Only the lines from the one containing "Category: green dress" through the final line of the material below should be output, exactly as they stand.

** Begin DATA FOR THIS EXERCISE **

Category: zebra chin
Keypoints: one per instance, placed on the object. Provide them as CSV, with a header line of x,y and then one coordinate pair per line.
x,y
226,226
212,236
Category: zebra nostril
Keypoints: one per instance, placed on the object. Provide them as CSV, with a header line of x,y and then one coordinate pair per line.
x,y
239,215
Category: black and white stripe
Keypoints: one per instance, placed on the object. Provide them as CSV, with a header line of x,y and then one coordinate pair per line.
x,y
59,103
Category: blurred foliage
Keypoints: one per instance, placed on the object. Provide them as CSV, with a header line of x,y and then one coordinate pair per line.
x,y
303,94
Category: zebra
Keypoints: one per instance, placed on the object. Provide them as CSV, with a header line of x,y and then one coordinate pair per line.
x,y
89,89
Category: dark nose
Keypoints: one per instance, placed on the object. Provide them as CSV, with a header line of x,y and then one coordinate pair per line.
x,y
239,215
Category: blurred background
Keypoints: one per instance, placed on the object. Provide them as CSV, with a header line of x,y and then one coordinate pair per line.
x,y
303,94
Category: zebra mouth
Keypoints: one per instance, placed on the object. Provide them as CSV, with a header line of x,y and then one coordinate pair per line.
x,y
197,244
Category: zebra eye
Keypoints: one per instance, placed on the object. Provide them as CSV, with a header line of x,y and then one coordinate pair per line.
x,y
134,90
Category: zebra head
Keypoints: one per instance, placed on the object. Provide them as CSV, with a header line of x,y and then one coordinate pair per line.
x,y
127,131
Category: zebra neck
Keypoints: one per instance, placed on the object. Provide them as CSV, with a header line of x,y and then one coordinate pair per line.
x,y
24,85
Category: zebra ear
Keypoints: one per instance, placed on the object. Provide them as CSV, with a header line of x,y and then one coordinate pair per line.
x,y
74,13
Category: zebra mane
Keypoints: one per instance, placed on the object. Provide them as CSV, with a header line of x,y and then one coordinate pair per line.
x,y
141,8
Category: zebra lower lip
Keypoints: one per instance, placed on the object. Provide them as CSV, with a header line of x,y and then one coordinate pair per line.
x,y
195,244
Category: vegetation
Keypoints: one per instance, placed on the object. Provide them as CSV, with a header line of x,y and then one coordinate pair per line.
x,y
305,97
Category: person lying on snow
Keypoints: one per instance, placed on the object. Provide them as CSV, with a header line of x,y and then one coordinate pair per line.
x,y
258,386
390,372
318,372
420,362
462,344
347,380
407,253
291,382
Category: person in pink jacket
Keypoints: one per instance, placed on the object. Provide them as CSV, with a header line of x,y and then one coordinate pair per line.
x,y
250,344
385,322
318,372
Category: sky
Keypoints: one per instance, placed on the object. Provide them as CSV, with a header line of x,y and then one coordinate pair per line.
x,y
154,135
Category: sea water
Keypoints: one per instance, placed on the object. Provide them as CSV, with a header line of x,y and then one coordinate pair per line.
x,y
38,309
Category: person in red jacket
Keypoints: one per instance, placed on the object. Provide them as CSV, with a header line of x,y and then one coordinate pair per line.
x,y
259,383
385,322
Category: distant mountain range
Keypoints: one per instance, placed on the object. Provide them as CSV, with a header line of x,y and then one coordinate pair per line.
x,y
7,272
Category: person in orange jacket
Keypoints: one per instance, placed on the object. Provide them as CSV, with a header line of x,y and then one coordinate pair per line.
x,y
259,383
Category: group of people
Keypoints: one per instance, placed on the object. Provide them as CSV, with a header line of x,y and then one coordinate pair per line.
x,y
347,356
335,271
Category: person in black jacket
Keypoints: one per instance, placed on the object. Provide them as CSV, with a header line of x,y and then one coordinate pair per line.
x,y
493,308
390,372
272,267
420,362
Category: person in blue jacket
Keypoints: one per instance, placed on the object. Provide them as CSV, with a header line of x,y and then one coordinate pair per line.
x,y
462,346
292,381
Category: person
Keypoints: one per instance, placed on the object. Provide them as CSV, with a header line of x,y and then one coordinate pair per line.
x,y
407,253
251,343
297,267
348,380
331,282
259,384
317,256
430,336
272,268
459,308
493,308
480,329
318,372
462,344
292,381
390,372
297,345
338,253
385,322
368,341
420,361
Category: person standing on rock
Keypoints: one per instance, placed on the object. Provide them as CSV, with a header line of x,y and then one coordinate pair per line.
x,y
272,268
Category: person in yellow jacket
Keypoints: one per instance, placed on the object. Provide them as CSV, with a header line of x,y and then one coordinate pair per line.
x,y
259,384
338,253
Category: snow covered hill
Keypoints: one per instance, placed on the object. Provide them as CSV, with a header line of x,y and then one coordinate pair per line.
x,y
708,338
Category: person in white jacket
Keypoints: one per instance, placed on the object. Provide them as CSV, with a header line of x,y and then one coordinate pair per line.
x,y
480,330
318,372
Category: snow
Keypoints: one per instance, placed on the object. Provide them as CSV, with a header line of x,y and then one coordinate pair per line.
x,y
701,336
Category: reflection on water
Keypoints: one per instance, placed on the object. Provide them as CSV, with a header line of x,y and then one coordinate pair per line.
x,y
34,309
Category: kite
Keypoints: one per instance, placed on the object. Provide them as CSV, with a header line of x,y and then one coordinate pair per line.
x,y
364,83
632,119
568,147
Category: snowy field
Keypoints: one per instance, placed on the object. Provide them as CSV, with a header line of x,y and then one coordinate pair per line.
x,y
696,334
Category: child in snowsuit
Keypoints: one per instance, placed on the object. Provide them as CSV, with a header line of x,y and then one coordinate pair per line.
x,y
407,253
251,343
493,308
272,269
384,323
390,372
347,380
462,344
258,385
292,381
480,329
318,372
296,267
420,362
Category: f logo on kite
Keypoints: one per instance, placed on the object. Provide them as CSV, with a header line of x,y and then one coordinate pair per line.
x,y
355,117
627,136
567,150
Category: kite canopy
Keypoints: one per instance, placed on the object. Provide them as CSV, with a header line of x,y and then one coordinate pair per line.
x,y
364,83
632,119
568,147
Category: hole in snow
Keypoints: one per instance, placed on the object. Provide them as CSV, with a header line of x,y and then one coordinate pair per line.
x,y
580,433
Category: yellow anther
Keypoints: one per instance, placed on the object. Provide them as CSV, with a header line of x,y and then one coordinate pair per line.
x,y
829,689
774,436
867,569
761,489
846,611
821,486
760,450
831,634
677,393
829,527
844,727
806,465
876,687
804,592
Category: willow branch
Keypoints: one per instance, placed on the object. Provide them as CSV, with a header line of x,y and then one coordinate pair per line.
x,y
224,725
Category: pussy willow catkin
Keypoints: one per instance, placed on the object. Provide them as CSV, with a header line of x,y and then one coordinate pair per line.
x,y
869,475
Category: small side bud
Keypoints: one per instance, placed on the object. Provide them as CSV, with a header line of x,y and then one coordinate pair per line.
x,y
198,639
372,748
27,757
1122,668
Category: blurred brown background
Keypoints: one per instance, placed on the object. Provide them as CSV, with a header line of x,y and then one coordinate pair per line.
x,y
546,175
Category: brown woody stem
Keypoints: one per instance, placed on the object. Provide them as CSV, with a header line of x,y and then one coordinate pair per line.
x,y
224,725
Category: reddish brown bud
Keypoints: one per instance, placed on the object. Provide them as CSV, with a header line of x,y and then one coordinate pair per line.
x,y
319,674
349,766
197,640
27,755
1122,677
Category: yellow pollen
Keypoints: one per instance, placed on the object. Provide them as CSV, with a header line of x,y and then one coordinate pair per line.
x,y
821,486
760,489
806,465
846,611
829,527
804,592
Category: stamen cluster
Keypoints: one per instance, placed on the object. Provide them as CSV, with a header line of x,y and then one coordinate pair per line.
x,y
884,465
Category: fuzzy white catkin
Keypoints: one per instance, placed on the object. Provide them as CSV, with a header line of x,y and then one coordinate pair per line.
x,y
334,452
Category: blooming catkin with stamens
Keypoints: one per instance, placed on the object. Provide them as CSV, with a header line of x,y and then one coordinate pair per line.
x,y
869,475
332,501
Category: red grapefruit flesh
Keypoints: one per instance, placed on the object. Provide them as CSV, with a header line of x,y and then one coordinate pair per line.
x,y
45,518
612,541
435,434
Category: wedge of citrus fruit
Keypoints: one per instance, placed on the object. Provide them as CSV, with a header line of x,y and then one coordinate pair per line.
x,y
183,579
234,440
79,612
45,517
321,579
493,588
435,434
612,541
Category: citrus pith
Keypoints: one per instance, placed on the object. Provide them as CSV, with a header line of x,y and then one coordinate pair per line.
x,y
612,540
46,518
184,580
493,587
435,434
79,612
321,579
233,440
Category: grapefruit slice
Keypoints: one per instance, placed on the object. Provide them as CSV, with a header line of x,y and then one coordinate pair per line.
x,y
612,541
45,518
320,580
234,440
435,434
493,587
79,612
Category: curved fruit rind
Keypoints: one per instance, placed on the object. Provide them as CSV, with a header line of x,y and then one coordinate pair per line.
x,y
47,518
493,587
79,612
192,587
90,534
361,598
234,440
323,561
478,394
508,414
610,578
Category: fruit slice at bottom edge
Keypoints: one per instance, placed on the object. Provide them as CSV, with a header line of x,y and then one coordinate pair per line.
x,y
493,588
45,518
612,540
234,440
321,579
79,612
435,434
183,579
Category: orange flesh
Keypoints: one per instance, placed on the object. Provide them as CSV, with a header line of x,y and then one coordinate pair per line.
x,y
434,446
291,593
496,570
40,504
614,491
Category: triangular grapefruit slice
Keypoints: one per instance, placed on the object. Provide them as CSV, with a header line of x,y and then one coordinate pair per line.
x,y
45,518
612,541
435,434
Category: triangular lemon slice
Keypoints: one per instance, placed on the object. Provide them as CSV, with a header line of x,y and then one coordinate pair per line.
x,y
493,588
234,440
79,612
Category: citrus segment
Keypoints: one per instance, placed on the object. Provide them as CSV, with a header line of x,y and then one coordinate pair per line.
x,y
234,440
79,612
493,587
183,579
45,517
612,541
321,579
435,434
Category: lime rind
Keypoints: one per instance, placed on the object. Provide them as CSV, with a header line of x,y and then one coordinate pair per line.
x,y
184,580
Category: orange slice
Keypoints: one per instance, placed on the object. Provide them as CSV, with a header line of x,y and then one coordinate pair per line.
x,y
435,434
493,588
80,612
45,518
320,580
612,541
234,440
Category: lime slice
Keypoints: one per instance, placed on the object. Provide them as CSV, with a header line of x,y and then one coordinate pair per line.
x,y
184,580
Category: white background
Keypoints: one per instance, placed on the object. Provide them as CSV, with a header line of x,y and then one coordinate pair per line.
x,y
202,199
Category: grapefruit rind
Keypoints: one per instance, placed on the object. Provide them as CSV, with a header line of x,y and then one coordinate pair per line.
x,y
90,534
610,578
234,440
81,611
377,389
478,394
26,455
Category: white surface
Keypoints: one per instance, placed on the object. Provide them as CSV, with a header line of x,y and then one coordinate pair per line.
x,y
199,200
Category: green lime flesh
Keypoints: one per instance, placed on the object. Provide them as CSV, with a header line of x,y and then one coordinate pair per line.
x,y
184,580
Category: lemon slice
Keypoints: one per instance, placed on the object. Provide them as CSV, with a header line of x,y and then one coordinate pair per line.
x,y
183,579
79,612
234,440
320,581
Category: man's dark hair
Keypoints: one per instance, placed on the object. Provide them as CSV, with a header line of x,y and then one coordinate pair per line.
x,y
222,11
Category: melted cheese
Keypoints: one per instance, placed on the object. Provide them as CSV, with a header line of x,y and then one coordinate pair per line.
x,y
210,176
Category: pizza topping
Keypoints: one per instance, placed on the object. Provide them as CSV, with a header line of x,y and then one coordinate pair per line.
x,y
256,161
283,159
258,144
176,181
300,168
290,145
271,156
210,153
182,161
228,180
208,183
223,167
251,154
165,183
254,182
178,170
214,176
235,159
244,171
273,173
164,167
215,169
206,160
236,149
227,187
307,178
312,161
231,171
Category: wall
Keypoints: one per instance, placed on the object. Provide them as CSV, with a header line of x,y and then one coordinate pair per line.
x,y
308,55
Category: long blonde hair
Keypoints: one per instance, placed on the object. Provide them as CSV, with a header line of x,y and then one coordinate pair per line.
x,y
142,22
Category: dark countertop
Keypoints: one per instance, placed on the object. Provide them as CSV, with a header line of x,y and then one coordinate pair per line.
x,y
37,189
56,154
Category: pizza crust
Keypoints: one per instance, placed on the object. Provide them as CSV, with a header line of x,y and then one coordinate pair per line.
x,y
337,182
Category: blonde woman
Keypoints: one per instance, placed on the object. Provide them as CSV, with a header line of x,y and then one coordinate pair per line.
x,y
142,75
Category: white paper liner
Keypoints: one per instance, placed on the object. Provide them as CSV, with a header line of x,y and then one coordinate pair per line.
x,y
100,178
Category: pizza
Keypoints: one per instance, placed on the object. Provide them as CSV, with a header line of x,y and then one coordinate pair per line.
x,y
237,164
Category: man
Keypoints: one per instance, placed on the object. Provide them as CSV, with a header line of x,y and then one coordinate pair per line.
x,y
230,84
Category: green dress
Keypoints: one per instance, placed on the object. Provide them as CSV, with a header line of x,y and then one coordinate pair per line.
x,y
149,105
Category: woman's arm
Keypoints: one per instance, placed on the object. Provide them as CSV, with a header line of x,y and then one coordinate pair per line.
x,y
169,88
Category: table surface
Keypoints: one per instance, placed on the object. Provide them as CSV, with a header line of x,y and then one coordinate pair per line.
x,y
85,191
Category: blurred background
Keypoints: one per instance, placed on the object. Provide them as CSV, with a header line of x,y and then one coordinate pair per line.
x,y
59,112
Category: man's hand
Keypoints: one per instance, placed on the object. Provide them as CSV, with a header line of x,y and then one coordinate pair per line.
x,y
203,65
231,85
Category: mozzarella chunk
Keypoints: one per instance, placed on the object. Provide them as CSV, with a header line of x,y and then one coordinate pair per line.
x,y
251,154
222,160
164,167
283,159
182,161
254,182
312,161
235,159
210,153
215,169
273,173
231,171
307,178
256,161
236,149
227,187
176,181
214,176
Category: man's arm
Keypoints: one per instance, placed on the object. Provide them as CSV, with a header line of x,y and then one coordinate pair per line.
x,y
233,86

** End DATA FOR THIS EXERCISE **

§ **ANSWER TO THE EXERCISE**
Category: green dress
Keypoints: one per instance, placed on the object. Provide them as CSV, with a header line of x,y and then one coordinate pair per line.
x,y
149,105
Category: woman's arm
Keypoints: one per instance, placed on the object. Provide them as CSV, with a header line of x,y and then one coordinate pair per line.
x,y
169,88
Category: table surface
Keypoints: one per instance, placed on the object. Provide them as CSV, with a header line of x,y and then one coordinate pair per line.
x,y
85,191
Category: blurred background
Keypoints: one per instance, placed on the object. Provide them as CSV, with a header line of x,y and then one coordinate pair per line.
x,y
59,112
Category: man's hand
Keypoints: one per instance, placed on the object. Provide them as CSV, with a header line of x,y and then one coordinate pair per line.
x,y
203,65
231,85
Category: mozzarella chunk
Keypoints: one per instance, placed on the object. Provide them as CSV, with a header line of x,y and then one coordinate pair per line.
x,y
251,154
222,160
164,167
283,159
182,161
254,182
312,161
235,159
210,153
215,169
273,173
231,171
307,178
256,161
236,149
227,187
176,181
214,176
Category: man's arm
Keypoints: one per instance, placed on the object. Provide them as CSV, with a header line of x,y and then one coordinate pair per line.
x,y
233,86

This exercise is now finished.